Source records
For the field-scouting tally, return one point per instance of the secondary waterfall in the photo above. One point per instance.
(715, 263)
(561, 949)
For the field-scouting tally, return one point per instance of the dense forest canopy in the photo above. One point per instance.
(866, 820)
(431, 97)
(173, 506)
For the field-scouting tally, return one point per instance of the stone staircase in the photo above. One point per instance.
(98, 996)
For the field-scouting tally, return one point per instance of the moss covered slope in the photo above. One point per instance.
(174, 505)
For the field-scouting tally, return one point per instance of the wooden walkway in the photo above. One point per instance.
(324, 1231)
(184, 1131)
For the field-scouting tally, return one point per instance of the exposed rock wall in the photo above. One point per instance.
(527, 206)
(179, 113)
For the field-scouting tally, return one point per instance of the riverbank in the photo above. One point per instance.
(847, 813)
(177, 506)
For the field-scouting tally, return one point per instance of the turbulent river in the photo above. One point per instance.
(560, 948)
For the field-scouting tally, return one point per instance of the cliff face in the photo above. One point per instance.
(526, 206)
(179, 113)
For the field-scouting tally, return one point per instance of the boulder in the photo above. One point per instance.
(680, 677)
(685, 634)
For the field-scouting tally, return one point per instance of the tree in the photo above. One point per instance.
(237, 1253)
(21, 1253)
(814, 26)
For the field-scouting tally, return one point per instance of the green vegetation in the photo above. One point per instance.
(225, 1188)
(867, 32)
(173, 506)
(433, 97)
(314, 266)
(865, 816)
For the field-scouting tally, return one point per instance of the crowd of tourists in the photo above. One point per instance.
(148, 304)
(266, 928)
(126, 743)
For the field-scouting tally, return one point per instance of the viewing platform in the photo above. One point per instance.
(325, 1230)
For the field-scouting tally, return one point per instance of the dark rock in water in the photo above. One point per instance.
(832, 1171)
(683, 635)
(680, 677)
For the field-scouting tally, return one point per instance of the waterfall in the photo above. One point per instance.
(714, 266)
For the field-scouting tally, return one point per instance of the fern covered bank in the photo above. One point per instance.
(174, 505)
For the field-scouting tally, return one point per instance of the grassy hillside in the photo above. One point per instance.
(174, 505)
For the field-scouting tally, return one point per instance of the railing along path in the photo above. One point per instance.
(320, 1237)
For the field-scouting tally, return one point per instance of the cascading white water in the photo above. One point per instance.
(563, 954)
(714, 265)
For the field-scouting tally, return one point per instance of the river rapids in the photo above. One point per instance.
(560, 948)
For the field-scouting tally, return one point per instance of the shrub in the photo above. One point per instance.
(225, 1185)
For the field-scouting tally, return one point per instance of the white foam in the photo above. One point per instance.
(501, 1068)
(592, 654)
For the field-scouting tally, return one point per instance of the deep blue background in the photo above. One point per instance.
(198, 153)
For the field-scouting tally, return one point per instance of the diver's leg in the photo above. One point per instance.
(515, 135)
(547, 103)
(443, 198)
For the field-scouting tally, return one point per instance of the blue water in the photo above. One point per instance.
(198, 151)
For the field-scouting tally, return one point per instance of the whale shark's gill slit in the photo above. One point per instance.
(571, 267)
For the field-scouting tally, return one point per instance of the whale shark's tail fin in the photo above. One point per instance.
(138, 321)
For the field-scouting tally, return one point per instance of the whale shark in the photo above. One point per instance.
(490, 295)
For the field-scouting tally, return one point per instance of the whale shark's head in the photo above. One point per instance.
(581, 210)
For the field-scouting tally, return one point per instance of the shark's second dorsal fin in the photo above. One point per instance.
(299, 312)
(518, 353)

TASK: Take the records shown above and output them again exactly.

TASK OUTPUT:
For the field-scouting tally, return one point per instance of the secondary waterfall in the photo above. One point per instance.
(715, 263)
(561, 949)
For the field-scouting tally, return one point per instance of the dense forest canopy in the photo above. One point per instance.
(866, 820)
(431, 97)
(173, 506)
For the field-scouting tally, return one point per instance of the stone staircase in the photo above. One point per instance.
(98, 996)
For the field-scouting tally, return one point per instance of the moss covered slope in the photo above. One point per instance.
(174, 505)
For the field-scouting tally, return one point per instance of the wooden walkway in the photo above. One point per instance.
(324, 1231)
(184, 1131)
For the field-scouting tally, return one point per instance of the exposed rock wall in the photo above. One point per instance.
(527, 206)
(179, 113)
For the field-scouting tally, return one point per instance of the riverbank in the photo above. One point per instance.
(847, 813)
(177, 506)
For the field-scouting tally, return one point per instance of the turbulent river in the photo above. One point per instance.
(560, 948)
For the field-scouting tally, return one point per instance of the cliff face in the photo above. One point per instance.
(526, 206)
(179, 113)
For the field-scouting tally, return one point per instance of the boulder in the photo above. One point per instance.
(680, 677)
(685, 634)
For the field-scouting tally, return one point per instance of the tree in the photo above. One point per instance.
(237, 1253)
(21, 1253)
(814, 26)
For the field-scouting tally, return one point per instance of the green vegetation in the photo above. One point per instance.
(225, 1188)
(867, 32)
(173, 506)
(433, 97)
(314, 266)
(865, 816)
For the field-scouting tally, return one point per instance of the crowd of tourists in the photo above. One point per instance.
(148, 304)
(266, 928)
(126, 743)
For the field-scouting tally, return one point per instance of the viewing platform in the photo above. One point per instance.
(325, 1230)
For the field-scouting tally, return one point per instance of the dark rock in water in the photo above. One point per instance.
(832, 1171)
(683, 635)
(680, 677)
For the field-scouting tally, return one point per instance of the waterfall in the photo above. One point per instance.
(714, 266)
For the field-scouting tally, return one point per instance of the fern covered bank in the photo above. One point per instance.
(174, 505)
For the field-scouting tally, return one point per instance of the grassy hillside in the photo above. One point per instance.
(174, 505)
For the field-scouting tally, return one point per instance of the railing along path in the photo above. One point per instance.
(320, 1237)
For the field-scouting tally, return one point per instance of the cascading white water in the photo above. One point per instance.
(563, 954)
(714, 265)
For the field-scouting tally, return one point per instance of the river rapids in the photo above. One point per instance.
(560, 948)
For the field-scouting tally, return one point per instance of the shrub in the photo above. One point per instance.
(225, 1185)
For the field-scouting tally, return one point per instance of the white foam in the photo above. One point per instance.
(501, 1068)
(592, 654)
For the field-scouting tally, return one point per instance of the deep blue background in the photo above. One point per instance.
(198, 153)
For the field-scouting tally, return one point per instance of the diver's leg in the photo above. One point per instance.
(515, 135)
(547, 103)
(443, 198)
For the field-scouting tally, return one point per instance of the blue water in the photo above. One point per instance.
(198, 151)
For the field-scouting tally, return one point per instance of the whale shark's gill slit in the photo above. One point per instance.
(571, 267)
For the field-scouting tally, return one point per instance of the whale shark's tail fin in the photo above. One point per instance.
(138, 321)
For the field-scouting tally, return one point per instance of the whale shark in the photo above. One point per instance.
(490, 295)
For the field-scouting tally, return one point per instance of the whale shark's head in the photo above. One point per instance.
(581, 210)
For the field-scouting tally, return one point per instance of the shark's second dorsal fin in the photo above. One point per instance.
(299, 312)
(518, 353)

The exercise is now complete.